— Passage shown —
+++++

The drug fingolimod (also known as Gilenya or FTY-720) is believed to exert its effects principally by reducing the number of inflammatory immune cells that can be released into the circulation. However, some of the molecules involved in this chain of events are also found in the brain and spinal cord. This raises the question as to whether fingolimod acts directly on the central nervous system and, importantly, whether this interaction could be neuroprotective.
The aim of this project is to generate an experimental system to address this question. Specifically, the project will determine whether nerve cells grown in the laboratory produce the molecules required to respond to fingolimod. If successful, these cells will provide a laboratory model for testing the action of fingolimod in later studies.
This project is now completed and Tao has successfully produced a laboratory model for the testing of a response to fingolimod. Tao tested whether molecules required to respond to fingolimod were present in two types of neuronal cells grown in the laboratory from mice and one neuronal cell type derived from humans. Tao looked at three molecules, known as S1P-R1, S1P-R3 and S1P-R5 under his experimental system. He showed that all three molecules were present in all cell types, implying that there may be a neuroprotective effect of fingolimod that acts through these molecules. This work also showed that the S1P-R1 molecule had an unusual and unexpected pattern of expression within these neurons.
Further work, using neurons recovered from the laboratory model of MS, experimental autoimmune encephalomyelitis, showed that fingolimod reduced the level of these molecules within the system when compared with no treatment. The levels of the molecules in the neuronal cells grown in the laboratory are now being tested.

+++++

— Stored data —

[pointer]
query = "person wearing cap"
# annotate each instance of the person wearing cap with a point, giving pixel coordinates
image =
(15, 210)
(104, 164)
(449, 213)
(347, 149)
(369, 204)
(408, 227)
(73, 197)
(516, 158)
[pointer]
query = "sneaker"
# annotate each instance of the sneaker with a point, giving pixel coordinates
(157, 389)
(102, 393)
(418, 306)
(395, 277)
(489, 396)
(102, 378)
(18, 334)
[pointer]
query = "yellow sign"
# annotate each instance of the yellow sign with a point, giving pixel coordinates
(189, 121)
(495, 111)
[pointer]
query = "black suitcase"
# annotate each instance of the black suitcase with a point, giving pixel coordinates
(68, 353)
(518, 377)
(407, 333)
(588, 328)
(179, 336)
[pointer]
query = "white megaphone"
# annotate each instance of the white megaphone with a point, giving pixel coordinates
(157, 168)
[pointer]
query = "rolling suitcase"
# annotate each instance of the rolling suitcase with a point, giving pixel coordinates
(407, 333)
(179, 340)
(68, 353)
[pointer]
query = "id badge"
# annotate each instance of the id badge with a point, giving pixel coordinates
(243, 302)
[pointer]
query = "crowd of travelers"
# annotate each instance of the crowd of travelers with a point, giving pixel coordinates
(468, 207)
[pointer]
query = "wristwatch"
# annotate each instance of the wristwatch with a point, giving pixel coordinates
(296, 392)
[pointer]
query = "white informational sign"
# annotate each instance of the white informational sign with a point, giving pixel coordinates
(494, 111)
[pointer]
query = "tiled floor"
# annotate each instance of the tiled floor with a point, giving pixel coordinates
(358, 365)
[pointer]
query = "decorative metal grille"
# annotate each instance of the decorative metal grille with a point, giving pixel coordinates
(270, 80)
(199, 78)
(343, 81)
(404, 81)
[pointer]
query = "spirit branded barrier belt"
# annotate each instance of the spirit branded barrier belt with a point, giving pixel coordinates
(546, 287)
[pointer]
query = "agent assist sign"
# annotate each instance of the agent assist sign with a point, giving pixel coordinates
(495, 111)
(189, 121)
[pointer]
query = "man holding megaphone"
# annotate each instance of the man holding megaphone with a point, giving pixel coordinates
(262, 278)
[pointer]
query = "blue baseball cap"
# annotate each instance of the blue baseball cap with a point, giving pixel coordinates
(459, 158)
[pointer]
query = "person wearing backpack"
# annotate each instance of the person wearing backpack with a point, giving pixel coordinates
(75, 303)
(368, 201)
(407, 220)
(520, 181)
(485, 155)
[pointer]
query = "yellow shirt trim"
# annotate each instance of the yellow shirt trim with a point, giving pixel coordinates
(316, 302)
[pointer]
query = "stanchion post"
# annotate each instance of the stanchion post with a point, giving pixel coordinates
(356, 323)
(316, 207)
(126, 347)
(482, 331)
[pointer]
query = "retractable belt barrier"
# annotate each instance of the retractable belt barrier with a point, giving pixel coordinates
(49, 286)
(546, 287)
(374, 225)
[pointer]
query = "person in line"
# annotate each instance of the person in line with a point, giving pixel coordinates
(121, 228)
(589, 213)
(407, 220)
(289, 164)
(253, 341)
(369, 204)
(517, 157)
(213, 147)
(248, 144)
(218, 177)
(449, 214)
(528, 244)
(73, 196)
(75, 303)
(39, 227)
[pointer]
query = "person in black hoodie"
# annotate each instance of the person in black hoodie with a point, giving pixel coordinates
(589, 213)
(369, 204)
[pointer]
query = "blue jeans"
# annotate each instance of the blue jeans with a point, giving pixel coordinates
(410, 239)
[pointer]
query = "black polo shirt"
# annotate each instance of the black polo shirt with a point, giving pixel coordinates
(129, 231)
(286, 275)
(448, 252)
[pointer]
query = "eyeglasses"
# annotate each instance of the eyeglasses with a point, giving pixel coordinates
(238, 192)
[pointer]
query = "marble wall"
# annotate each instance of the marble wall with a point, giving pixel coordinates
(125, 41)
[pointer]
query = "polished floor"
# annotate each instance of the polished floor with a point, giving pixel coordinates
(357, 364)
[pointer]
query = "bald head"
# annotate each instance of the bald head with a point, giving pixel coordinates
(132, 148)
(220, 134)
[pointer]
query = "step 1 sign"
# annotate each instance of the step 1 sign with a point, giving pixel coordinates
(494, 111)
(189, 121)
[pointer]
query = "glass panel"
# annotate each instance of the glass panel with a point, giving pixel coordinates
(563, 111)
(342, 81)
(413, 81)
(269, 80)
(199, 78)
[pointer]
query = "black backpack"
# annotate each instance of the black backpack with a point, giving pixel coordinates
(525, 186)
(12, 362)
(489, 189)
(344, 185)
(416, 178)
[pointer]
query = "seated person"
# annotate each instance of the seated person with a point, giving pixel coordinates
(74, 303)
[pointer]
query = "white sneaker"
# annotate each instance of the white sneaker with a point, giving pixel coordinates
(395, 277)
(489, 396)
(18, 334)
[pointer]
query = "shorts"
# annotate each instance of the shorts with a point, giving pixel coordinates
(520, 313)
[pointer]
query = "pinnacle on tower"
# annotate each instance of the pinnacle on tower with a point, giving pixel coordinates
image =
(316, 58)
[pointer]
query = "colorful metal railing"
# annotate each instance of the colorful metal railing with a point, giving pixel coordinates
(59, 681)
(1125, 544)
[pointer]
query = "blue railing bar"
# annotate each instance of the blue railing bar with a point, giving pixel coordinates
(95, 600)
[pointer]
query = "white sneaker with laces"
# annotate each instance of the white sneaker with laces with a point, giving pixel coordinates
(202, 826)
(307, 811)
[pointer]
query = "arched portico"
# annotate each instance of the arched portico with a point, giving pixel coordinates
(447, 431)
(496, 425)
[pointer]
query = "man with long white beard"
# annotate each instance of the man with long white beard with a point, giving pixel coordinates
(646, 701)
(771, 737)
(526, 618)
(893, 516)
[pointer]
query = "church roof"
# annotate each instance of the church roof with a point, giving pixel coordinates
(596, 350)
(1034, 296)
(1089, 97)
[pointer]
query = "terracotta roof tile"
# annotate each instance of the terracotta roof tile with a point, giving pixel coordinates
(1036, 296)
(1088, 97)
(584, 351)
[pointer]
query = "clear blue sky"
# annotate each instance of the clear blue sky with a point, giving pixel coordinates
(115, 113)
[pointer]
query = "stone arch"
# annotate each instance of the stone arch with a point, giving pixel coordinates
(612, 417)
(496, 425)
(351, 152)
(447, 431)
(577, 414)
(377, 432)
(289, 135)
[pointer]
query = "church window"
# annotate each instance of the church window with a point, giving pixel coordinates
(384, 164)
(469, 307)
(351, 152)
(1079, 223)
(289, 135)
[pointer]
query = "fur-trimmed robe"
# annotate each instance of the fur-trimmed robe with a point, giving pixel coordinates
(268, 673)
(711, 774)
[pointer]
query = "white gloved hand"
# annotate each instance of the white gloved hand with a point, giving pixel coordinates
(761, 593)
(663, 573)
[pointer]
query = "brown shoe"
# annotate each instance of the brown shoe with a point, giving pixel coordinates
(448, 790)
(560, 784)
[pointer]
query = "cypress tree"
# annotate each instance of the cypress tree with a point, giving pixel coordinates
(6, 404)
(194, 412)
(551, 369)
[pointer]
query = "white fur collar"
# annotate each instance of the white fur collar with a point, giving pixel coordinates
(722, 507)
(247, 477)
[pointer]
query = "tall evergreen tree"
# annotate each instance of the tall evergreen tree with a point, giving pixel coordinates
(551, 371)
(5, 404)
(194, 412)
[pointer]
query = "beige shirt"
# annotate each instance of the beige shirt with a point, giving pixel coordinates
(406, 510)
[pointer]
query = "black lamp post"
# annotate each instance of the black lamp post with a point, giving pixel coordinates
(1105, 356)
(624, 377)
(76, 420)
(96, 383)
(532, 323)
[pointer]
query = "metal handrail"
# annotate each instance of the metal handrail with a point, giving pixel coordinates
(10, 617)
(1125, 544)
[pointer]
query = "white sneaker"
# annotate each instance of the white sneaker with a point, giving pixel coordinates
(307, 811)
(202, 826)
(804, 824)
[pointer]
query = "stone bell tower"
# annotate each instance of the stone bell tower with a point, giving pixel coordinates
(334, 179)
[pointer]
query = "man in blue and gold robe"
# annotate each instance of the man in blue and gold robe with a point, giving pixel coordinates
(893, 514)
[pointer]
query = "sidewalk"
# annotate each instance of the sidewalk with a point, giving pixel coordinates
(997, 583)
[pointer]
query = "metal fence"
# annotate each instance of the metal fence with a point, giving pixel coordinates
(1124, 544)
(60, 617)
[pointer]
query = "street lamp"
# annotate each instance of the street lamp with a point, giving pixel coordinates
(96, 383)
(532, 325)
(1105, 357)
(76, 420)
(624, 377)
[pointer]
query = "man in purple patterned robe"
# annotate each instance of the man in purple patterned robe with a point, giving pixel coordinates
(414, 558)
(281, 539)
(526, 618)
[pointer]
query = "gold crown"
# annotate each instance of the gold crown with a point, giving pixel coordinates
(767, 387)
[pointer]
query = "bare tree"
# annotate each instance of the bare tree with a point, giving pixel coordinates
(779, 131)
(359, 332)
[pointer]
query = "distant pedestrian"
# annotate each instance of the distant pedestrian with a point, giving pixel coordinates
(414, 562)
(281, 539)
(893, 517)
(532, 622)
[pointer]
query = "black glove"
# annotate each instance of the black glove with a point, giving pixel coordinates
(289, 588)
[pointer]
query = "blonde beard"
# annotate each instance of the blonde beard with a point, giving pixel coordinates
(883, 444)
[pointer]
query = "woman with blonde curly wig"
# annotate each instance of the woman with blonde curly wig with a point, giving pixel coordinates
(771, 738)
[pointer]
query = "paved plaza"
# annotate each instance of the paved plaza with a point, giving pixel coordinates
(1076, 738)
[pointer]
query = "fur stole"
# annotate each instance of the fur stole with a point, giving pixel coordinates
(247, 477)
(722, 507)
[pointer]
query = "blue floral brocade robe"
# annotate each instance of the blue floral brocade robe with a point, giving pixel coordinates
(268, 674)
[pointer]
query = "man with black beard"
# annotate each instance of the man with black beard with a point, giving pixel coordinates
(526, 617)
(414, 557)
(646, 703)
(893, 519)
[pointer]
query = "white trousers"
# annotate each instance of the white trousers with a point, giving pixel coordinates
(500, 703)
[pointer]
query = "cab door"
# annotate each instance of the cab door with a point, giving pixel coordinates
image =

+++++

— Exercises —
1 – Reproduce the portion of the fingolimod passage starting at "The aim of this" and ending at "in later studies.".
2 – According to the fingolimod passage, which three molecules did Tao examine in the experimental system?
Answer from the fingolimod passage only, not from the listing.

— Results of the exercise —
1 –
The aim of this project is to generate an experimental system to address this question. Specifically, the project will determine whether nerve cells grown in the laboratory produce the molecules required to respond to fingolimod. If successful, these cells will provide a laboratory model for testing the action of fingolimod in later studies.

2 – S1P-R1, S1P-R3 and S1P-R5.